- WORK TO BE COMPLETED
Copy the entries that appear below in full, leaving out any picture among them.

- RECORDED DATA
---+---
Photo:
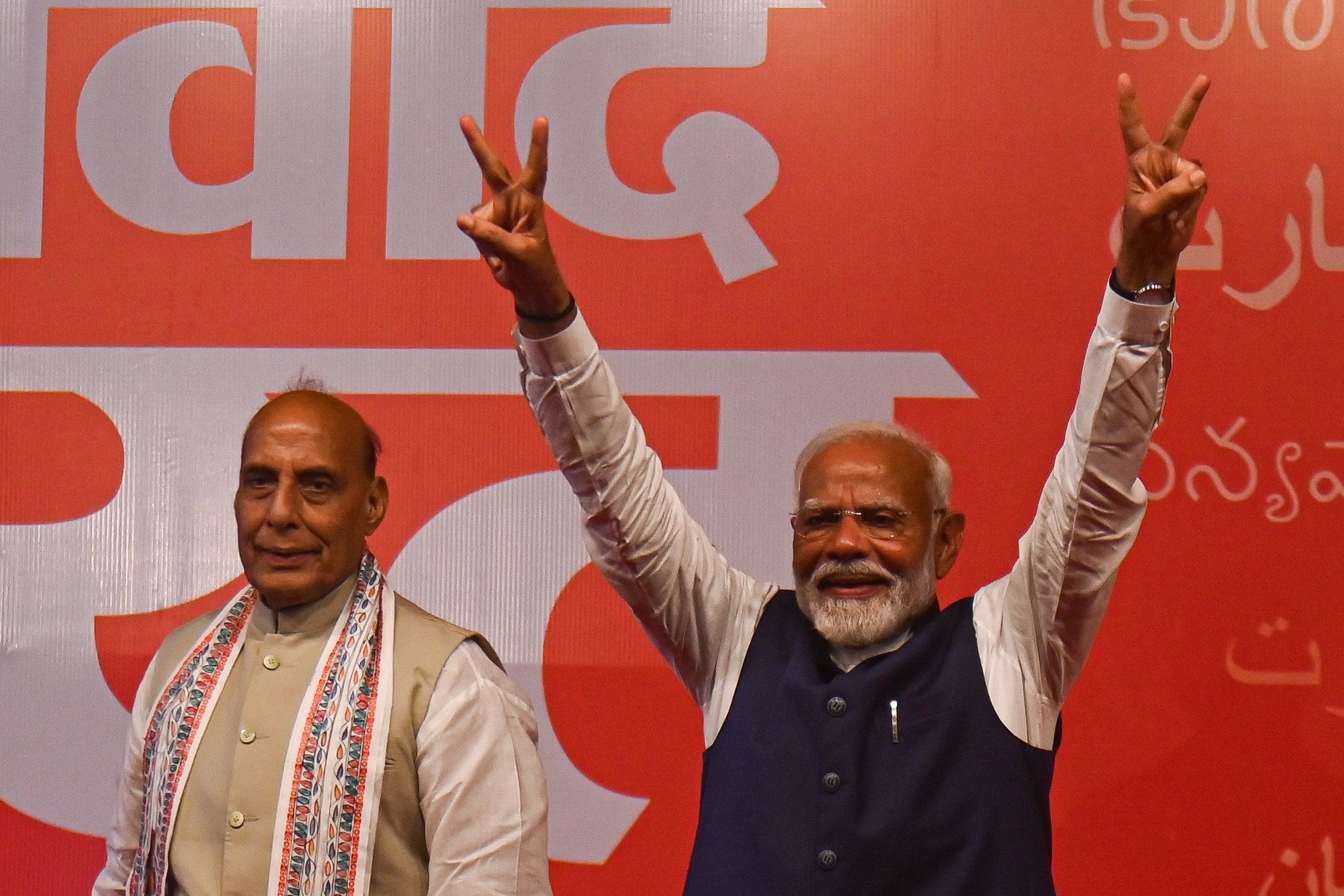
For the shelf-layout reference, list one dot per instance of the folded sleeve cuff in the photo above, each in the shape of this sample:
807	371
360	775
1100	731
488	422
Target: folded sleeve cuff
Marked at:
1136	322
554	355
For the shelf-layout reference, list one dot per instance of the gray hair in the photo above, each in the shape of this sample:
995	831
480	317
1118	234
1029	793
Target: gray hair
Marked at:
940	470
305	382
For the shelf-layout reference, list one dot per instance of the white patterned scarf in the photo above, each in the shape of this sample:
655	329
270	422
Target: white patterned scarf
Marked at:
329	801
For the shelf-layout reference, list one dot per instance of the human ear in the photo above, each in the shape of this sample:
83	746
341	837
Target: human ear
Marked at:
---+---
- ANSWER BOX
Photo:
For the shelf-layout reference, list one dot per instance of the folded sleeve cuff in the photo above, each in the shape of this sample:
807	371
360	775
1100	731
488	422
Target: folded sleeve cuff
Marked at:
1136	322
554	355
For the shelf-layout reference, list one dot per instance of the gray hair in the photo above, each in the shape of this sample:
995	831
480	317
1118	234
1029	793
Target: gray hair
Marked at:
940	470
305	382
For the shelf-layout reference, list one dot per instance of the white patterned scarf in the photo above, each in the shape of this sample:
655	329
270	422
Target: white patterned scarf
Marked at:
329	801
For the shelf-layout reference, list one dot per instance of the human ear in the photo above, each in the shape of this sample:
83	746
341	837
Target: human ear
Marked at:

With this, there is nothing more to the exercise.